*** Opening of Document extract ***

Once examined, the terms 'British values' and 'Western values' unspool into a sequence of connotative links connecting territory, birth and culture in a roughly 'historicist' manner.  It is a given that 'the West', for example, is not a geographical entity so much as a historically produced caste of national states comprising Europe and its colonies, from North America to Australasia.  This white West is connected to its supposed values through the crucial vector of culture.  Thus, it just so happens that white people are the legatees of a particular level of civilizational and cultural development that give them these unique, priceless assets such as democracy.  This necessitates forgetting how passionately and often violently democracy was resisted within the social formations of 'the West', as well as how much modern democratic revolutions owed to the decidedly 'non-Western' Haiti.  But the link between territory and values is most forcibly made through the example of the Second World War, with the Cold War providing a distant second point of reference, which is why 'terrorism' is always discussed as if it's the equivalent of the Third Reich stamping on the toes of the British Empire.

*** Close of Document extract ***
*** Opening of Excerpted data ***

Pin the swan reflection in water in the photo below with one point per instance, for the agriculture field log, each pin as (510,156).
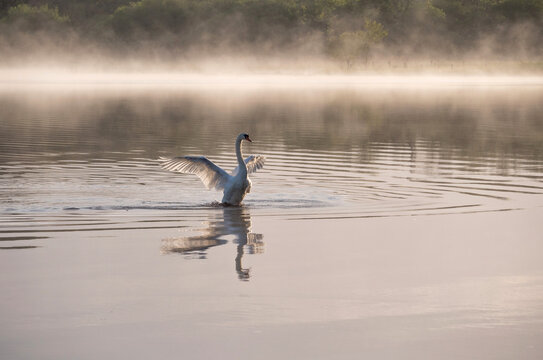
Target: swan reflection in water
(235,222)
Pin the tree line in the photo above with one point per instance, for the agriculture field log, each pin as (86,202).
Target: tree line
(348,30)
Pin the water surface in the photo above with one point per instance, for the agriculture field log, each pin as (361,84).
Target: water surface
(388,221)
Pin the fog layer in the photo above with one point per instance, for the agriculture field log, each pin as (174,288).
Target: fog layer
(277,34)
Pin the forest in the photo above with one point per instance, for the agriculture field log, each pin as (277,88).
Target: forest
(351,32)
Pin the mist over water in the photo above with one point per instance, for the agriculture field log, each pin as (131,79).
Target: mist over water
(391,217)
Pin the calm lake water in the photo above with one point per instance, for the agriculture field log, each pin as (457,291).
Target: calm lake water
(388,222)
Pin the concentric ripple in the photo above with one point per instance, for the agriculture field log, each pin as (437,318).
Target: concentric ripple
(330,155)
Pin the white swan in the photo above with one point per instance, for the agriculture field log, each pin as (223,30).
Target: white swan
(235,185)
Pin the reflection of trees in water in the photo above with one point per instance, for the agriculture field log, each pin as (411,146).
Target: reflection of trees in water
(470,123)
(235,222)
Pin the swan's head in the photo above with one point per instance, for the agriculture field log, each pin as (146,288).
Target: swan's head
(244,136)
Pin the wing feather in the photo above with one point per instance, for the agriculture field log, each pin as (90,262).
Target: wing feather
(253,163)
(211,175)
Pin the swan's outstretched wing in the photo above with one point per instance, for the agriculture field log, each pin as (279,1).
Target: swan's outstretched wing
(253,162)
(211,175)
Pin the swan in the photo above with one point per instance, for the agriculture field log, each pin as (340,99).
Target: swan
(235,185)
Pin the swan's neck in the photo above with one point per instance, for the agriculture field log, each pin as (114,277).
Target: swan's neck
(242,166)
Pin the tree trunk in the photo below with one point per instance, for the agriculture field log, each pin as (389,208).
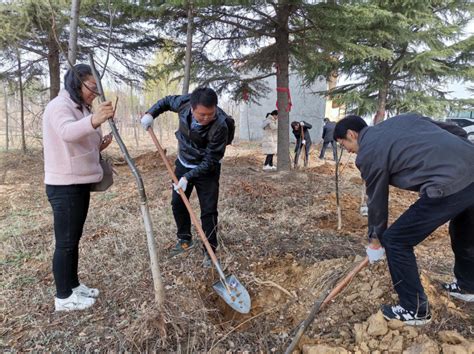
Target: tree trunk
(132,116)
(54,66)
(5,95)
(189,48)
(382,97)
(74,20)
(282,62)
(22,110)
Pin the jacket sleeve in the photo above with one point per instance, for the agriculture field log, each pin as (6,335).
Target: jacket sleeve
(214,153)
(67,126)
(266,123)
(450,127)
(168,103)
(377,189)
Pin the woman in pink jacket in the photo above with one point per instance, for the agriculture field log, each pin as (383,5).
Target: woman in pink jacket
(72,140)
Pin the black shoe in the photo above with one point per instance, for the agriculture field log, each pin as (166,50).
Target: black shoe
(409,317)
(181,247)
(455,291)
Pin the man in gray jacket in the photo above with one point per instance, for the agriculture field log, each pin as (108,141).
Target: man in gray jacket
(415,153)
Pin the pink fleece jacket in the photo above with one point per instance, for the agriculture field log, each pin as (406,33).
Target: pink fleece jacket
(70,142)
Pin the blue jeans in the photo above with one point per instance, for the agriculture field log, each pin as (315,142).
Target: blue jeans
(70,205)
(416,224)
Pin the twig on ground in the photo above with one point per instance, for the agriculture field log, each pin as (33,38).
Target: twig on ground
(240,325)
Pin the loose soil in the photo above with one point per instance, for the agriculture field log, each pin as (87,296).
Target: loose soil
(278,234)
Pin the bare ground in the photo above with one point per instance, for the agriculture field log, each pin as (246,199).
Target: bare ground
(278,235)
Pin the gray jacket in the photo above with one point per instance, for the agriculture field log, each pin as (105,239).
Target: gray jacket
(415,153)
(328,132)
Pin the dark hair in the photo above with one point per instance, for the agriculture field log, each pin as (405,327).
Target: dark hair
(204,96)
(351,122)
(73,81)
(294,124)
(272,113)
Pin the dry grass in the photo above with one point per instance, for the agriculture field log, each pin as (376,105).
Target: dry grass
(277,234)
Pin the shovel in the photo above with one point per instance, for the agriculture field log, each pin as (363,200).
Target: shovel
(229,288)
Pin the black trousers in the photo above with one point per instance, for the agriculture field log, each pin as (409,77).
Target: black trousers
(269,160)
(416,224)
(207,188)
(70,205)
(302,148)
(334,149)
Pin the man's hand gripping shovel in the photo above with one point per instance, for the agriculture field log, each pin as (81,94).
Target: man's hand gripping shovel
(229,288)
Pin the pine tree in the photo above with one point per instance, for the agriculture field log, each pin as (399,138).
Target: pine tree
(398,54)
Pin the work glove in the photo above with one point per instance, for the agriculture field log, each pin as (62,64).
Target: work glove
(375,254)
(182,183)
(146,121)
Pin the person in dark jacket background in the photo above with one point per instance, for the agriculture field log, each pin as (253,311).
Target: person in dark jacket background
(298,128)
(202,139)
(415,153)
(328,138)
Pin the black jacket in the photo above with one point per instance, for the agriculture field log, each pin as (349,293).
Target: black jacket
(307,137)
(204,146)
(328,132)
(415,153)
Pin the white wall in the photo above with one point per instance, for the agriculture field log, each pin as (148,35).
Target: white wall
(306,106)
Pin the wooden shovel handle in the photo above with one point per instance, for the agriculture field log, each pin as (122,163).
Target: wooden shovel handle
(343,283)
(194,219)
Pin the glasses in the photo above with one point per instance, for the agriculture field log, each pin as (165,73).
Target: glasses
(91,87)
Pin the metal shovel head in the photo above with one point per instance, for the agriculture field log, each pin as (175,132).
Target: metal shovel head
(234,294)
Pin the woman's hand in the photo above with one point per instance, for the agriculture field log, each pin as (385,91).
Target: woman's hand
(106,140)
(104,112)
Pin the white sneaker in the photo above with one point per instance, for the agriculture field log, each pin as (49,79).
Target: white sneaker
(85,291)
(73,302)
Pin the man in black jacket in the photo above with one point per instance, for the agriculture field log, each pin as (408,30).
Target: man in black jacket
(202,139)
(415,153)
(328,138)
(303,140)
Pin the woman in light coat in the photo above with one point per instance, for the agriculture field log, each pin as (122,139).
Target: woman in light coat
(270,139)
(72,140)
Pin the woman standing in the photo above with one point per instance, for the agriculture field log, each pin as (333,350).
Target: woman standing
(270,138)
(72,140)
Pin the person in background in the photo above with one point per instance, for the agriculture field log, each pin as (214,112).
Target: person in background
(328,138)
(439,164)
(202,138)
(270,138)
(303,140)
(72,141)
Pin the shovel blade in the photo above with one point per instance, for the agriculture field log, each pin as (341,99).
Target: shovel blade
(234,294)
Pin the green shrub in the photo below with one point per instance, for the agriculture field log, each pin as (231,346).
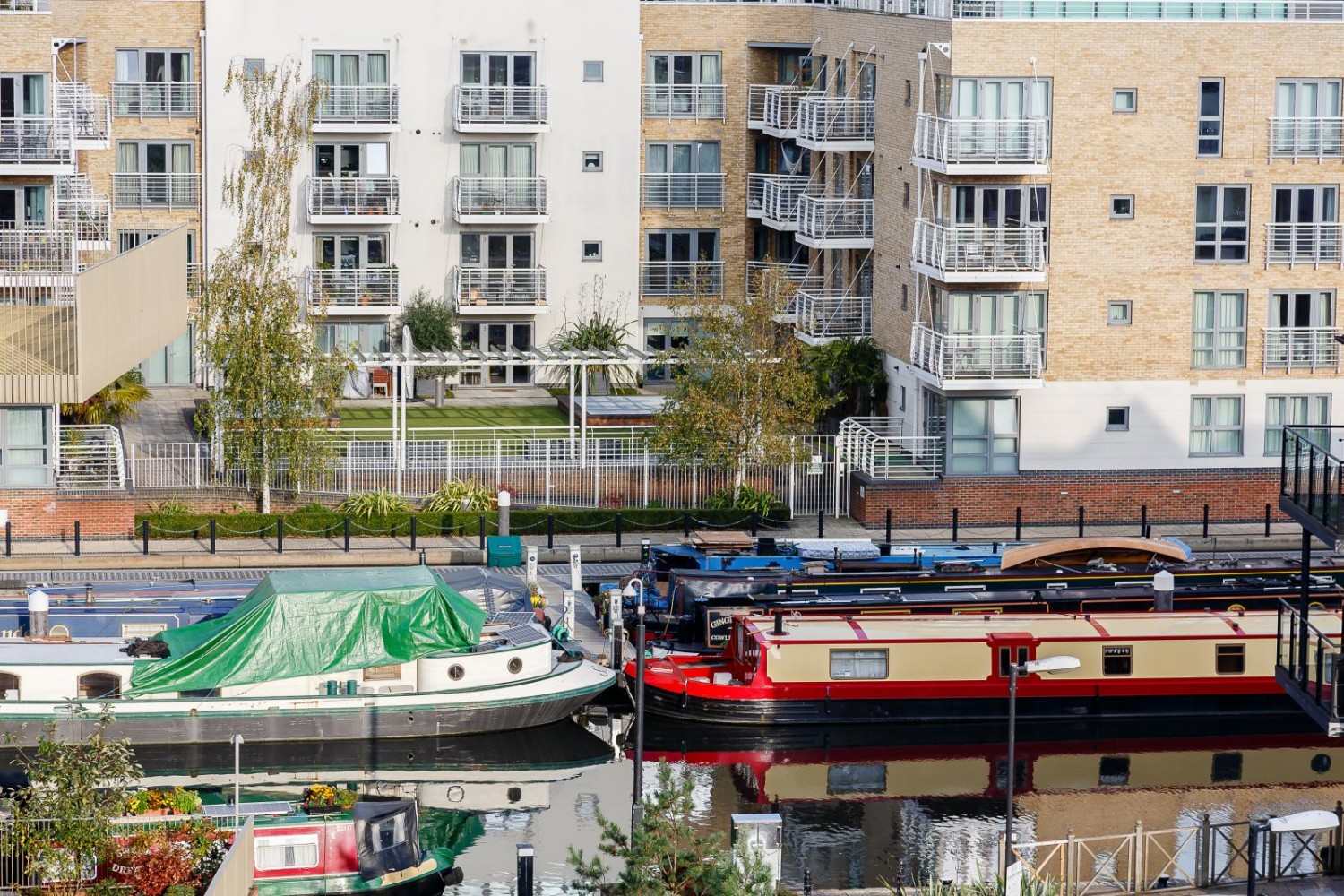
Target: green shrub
(366,505)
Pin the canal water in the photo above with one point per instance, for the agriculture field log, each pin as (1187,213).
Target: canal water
(860,805)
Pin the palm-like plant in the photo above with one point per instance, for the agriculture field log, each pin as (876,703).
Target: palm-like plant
(112,403)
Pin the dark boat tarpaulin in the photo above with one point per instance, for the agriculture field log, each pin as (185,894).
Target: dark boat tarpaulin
(386,837)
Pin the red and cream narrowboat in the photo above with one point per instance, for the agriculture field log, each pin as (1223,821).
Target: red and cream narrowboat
(954,669)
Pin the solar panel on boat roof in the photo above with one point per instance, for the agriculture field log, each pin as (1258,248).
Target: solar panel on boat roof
(519,635)
(277,807)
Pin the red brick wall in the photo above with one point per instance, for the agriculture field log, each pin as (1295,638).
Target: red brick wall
(1109,495)
(50,514)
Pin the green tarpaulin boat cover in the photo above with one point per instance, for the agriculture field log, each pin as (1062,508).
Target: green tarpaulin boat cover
(308,622)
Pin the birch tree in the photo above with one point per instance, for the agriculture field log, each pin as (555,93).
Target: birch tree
(277,387)
(742,394)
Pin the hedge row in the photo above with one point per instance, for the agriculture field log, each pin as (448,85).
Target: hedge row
(331,524)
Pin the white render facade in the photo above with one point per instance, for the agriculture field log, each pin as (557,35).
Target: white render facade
(486,156)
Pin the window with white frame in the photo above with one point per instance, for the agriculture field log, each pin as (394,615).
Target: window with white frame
(1222,223)
(1219,331)
(1215,426)
(1304,411)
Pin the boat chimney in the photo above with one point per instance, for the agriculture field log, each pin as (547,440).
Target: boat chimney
(38,606)
(1164,583)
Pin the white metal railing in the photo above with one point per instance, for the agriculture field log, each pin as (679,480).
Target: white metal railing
(354,196)
(685,101)
(495,287)
(780,198)
(879,447)
(981,142)
(761,274)
(156,99)
(973,249)
(37,249)
(156,191)
(1311,349)
(358,104)
(1303,244)
(978,358)
(1301,139)
(824,120)
(89,113)
(494,105)
(824,217)
(774,107)
(683,190)
(503,196)
(352,287)
(680,279)
(90,458)
(37,142)
(832,314)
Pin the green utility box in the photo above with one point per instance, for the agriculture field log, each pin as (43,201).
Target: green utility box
(504,551)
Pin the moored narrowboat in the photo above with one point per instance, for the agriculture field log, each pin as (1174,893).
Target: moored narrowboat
(954,668)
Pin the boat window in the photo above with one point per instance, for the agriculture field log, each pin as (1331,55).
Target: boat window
(1003,659)
(99,685)
(857,664)
(383,673)
(1230,659)
(1116,661)
(276,853)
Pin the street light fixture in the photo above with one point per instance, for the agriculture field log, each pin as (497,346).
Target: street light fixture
(634,589)
(1314,821)
(1050,665)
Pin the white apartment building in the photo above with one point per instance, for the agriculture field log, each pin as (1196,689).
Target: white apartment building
(486,155)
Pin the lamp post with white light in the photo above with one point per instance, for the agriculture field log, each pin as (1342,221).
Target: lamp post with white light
(634,589)
(1050,665)
(1314,821)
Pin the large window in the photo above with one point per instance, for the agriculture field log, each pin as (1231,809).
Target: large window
(1219,332)
(983,435)
(1296,410)
(1222,223)
(1215,426)
(24,446)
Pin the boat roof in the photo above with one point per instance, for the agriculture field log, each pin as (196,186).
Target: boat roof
(1046,626)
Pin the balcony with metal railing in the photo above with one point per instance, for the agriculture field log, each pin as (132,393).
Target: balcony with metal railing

*** Close of Excerpted data ***

What is expected: Reproduce, word for word, the passage above on how the terms 'British values' and 'Western values' link territory, birth and culture.

Task answer:
Once examined, the terms 'British values' and 'Western values' unspool into a sequence of connotative links connecting territory, birth and culture in a roughly 'historicist' manner.  It is a given that 'the West', for example, is not a geographical entity so much as a historically produced caste of national states comprising Europe and its colonies, from North America to Australasia.  This white West is connected to its supposed values through the crucial vector of culture.  Thus, it just so happens that white people are the legatees of a particular level of civilizational and cultural development that give them these unique, priceless assets such as democracy.  This necessitates forgetting how passionately and often violently democracy was resisted within the social formations of 'the West', as well as how much modern democratic revolutions owed to the decidedly 'non-Western' Haiti.  But the link between territory and values is most forcibly made through the example of the Second World War, with the Cold War providing a distant second point of reference, which is why 'terrorism' is always discussed as if it's the equivalent of the Third Reich stamping on the toes of the British Empire.